**Exercise set:**
[1] In the paramedic program page, turn the paragraph that begins "Paramedic training is composed of" into a short bulleted list that keeps its main facts.
[2] Put this sentence from the paramedic program page into Spanish: "EMTs provide basic life support, and EMT-Paramedics provide advanced life support."
[3] Answer from the paramedic program page:
(a) In which semesters do EMT courses run?
(b) What level of schooling is a Paramedic student expected to have?
(c) Which exam does the training prepare students to write?

Emergency Medical Technician (EMT)
EMT courses run fall and spring semester.
“EMT-Paramedics are trained to provide medical care to people who have suffered from an illness or an injury outside of the hospital setting. EMTs and Paramedics work under protocols approved by a physician medical director to recognize, assess, and manage medical emergencies and transport patients to definitive medical care. EMTs provide basic life support, and EMT-Paramedics provide advanced life support.”
Mesabi Range Paramedic students participate in regional disaster drills, joint training sessions with area public safety agencies and get a great learning experience.
Paramedic training is composed of in-classroom, didactic instruction; in-hospital clinical practice; and a supervised field internship on an ambulance. Courses typically are competency-based and supported by performance assessments. Instruction provides students with knowledge of acute and critical changes in physiology, psychological and clinical symptoms that they might encounter in an emergency medical situation.
Made by a first semester Graphic Design Media student.
Requirements for the Program
- A Paramedic student is expected to be a high school graduate or the equivalent.
- A student must be current in their CPR Certification as well as their EMT Certification. Students must remain current with these certifications throughout the program.
Career opportunities for paramedics include: private or public ambulance companies, hospitals, community paramedic, industry and city health agencies, fire departments and law enforcement agencies. Park services, ski patrols, and other groups in many countries often educate their personnel to become EMTs or paramedics as part of their duties. This prepares students to write the National Registry Paramedic Exam.
Paramedic Care: Principles and Practice, 4th edition, volumes 1-7 by Brady
The Mesabi Range College Paramedic Program serves to meet the training needs for the out-of-hospital care of the community, establish goals to meet those needs, and evaluate the partner programs relative to those needs in order to achieve the highest level of training in advanced pre-hospital care.
Guiding principles of the program are:
- To prepare future field clinicians for a successful career in Emergency Medical Services or an associated medical field.
- To develop effective communication, interpersonal relationships, problem-solving, decision-making, and critical-thinking skills of pre-hospital care in future leaders of EMS.
- To promote professionalism.
- To promote an appreciation for and participation in lifelong learning activities in education in the State of Minnesota, the United States, and globally.

**Information shown:**
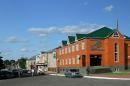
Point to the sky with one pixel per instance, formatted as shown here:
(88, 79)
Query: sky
(30, 26)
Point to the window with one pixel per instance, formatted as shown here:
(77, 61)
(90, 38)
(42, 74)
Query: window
(60, 62)
(63, 61)
(65, 50)
(60, 51)
(116, 34)
(83, 45)
(69, 49)
(116, 52)
(77, 59)
(66, 61)
(73, 48)
(73, 60)
(77, 47)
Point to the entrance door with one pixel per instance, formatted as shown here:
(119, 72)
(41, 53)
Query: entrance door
(83, 60)
(95, 60)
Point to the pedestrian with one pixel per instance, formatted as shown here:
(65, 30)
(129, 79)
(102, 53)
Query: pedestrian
(32, 71)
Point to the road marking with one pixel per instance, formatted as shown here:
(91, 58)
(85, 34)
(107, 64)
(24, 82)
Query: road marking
(95, 77)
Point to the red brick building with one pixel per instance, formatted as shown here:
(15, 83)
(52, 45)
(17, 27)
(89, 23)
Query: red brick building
(103, 48)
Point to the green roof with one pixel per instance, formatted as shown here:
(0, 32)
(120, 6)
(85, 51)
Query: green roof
(80, 36)
(64, 42)
(100, 33)
(71, 39)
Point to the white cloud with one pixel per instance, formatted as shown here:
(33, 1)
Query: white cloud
(14, 39)
(24, 50)
(85, 3)
(68, 29)
(109, 8)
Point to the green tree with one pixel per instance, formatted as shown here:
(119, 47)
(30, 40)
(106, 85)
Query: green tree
(22, 62)
(7, 62)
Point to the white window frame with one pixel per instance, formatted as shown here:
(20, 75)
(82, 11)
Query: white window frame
(77, 47)
(69, 60)
(116, 53)
(77, 59)
(62, 50)
(83, 45)
(66, 50)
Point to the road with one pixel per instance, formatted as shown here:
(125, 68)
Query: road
(61, 81)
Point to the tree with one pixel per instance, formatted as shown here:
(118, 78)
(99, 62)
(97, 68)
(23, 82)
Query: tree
(22, 62)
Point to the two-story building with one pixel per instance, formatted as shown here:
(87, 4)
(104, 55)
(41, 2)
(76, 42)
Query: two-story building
(100, 49)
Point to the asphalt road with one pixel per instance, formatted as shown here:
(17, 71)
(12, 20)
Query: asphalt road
(61, 81)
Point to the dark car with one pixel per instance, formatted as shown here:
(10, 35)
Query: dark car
(5, 74)
(73, 73)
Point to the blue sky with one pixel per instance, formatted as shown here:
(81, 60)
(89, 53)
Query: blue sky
(30, 26)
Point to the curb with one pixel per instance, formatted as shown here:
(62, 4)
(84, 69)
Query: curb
(95, 77)
(107, 78)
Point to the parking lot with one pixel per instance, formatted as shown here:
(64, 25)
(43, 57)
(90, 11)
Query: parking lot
(48, 80)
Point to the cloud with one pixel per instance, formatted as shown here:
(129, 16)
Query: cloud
(68, 29)
(109, 8)
(24, 50)
(85, 3)
(14, 39)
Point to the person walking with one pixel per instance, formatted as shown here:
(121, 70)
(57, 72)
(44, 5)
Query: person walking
(88, 70)
(32, 72)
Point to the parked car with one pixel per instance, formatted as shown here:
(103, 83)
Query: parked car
(17, 72)
(5, 74)
(73, 73)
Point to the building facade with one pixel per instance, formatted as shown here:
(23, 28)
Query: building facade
(104, 48)
(41, 62)
(52, 67)
(31, 63)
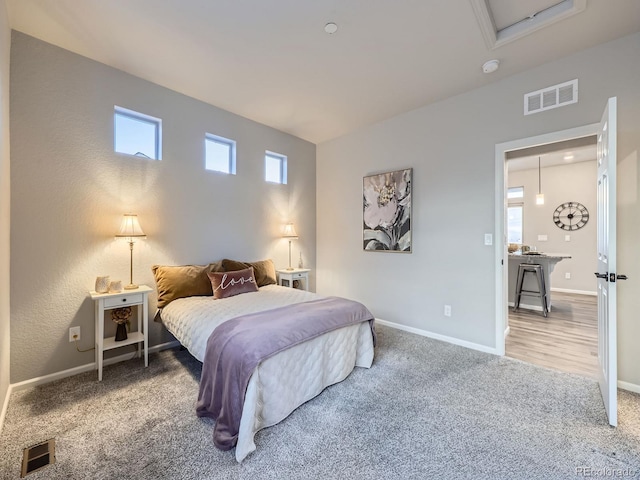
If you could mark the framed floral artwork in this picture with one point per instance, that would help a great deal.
(387, 211)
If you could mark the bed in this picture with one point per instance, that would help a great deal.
(284, 381)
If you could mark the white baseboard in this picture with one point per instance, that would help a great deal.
(5, 406)
(14, 387)
(437, 336)
(630, 387)
(579, 292)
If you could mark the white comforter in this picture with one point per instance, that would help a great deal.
(285, 381)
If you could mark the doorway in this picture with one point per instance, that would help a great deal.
(550, 198)
(606, 134)
(501, 152)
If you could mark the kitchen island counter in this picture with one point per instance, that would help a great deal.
(548, 262)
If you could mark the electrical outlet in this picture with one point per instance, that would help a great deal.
(73, 331)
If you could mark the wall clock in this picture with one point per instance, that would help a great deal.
(571, 216)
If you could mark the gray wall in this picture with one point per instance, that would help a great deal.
(69, 191)
(562, 183)
(5, 45)
(451, 147)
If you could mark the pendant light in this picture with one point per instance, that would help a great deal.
(540, 196)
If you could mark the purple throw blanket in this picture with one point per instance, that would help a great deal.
(237, 346)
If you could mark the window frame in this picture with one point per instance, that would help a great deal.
(513, 189)
(519, 205)
(283, 167)
(231, 161)
(140, 117)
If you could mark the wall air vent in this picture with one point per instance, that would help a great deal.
(551, 97)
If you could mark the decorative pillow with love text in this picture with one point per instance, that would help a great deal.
(228, 284)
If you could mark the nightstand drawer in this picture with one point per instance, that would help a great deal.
(133, 299)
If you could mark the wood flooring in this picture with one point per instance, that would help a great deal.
(566, 340)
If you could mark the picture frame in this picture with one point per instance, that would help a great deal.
(386, 211)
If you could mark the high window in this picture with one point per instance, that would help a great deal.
(275, 167)
(137, 134)
(220, 154)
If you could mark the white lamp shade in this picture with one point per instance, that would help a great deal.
(130, 227)
(289, 231)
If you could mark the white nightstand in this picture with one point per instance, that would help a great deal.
(126, 298)
(300, 274)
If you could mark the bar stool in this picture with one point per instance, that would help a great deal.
(541, 293)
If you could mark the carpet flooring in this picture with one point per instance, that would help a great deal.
(426, 409)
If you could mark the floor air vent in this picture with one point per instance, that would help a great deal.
(551, 97)
(37, 457)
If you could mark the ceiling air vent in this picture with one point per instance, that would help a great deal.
(551, 97)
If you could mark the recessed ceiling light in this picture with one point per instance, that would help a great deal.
(331, 28)
(491, 66)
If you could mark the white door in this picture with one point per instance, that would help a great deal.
(606, 211)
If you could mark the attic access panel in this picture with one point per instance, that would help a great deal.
(503, 21)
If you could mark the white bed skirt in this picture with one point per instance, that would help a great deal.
(287, 380)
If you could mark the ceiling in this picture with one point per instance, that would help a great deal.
(271, 60)
(563, 156)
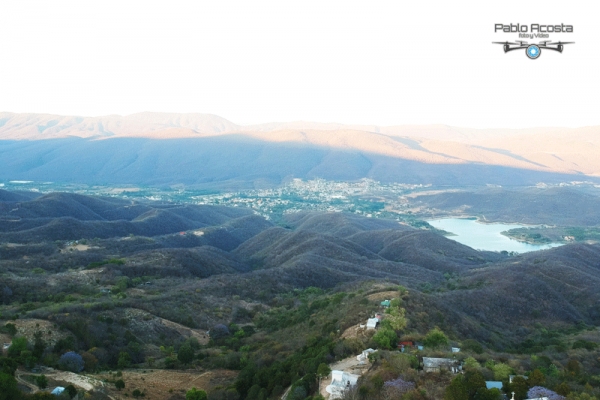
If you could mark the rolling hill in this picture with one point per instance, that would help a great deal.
(209, 151)
(221, 252)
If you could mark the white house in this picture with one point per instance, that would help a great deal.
(58, 390)
(365, 354)
(340, 381)
(372, 323)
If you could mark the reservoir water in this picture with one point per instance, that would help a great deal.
(485, 236)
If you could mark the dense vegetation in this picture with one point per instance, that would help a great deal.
(277, 301)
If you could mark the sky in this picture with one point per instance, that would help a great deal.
(383, 63)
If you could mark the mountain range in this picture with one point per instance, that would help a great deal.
(233, 251)
(207, 150)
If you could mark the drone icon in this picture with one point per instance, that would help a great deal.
(533, 51)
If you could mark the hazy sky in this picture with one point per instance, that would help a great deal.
(385, 63)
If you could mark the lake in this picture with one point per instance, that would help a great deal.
(485, 236)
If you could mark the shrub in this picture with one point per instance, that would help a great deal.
(435, 338)
(71, 361)
(195, 394)
(41, 381)
(537, 392)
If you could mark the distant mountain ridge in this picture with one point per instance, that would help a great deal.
(32, 144)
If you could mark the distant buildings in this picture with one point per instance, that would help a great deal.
(340, 382)
(439, 364)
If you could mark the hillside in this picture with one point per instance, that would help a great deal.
(134, 284)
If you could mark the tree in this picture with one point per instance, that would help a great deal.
(537, 392)
(11, 329)
(18, 345)
(41, 381)
(471, 364)
(536, 378)
(472, 345)
(323, 370)
(501, 371)
(435, 338)
(397, 387)
(38, 347)
(71, 361)
(474, 381)
(457, 390)
(185, 353)
(71, 391)
(563, 389)
(488, 394)
(195, 394)
(8, 387)
(396, 318)
(219, 331)
(90, 361)
(520, 387)
(385, 338)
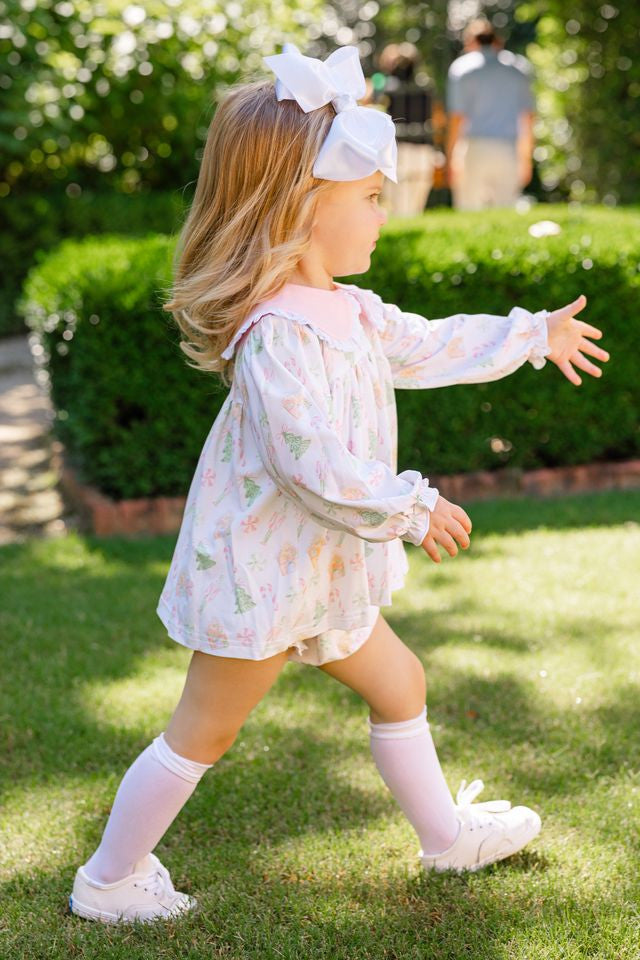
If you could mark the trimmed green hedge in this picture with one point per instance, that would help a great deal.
(134, 416)
(34, 223)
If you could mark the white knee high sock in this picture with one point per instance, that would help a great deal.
(406, 757)
(151, 794)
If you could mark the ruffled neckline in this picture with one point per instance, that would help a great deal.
(333, 314)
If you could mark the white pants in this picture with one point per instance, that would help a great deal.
(408, 197)
(487, 173)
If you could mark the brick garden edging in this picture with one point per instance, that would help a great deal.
(145, 515)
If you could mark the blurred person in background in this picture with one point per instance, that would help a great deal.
(395, 88)
(490, 109)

**Answer set:**
[1]
- Training has three parts: classroom instruction, clinical practice in a hospital, and a supervised field internship on an ambulance.
- Courses are usually competency-based and backed by performance assessments.
- Instruction covers acute and critical changes in physiology, along with psychological and clinical symptoms students may meet in emergencies.

[2] Los EMT brindan soporte vital básico, y los EMT-Paramédicos brindan soporte vital avanzado.

[3]
(a) Fall and spring.
(b) High school graduate or the equivalent.
(c) The National Registry Paramedic Exam.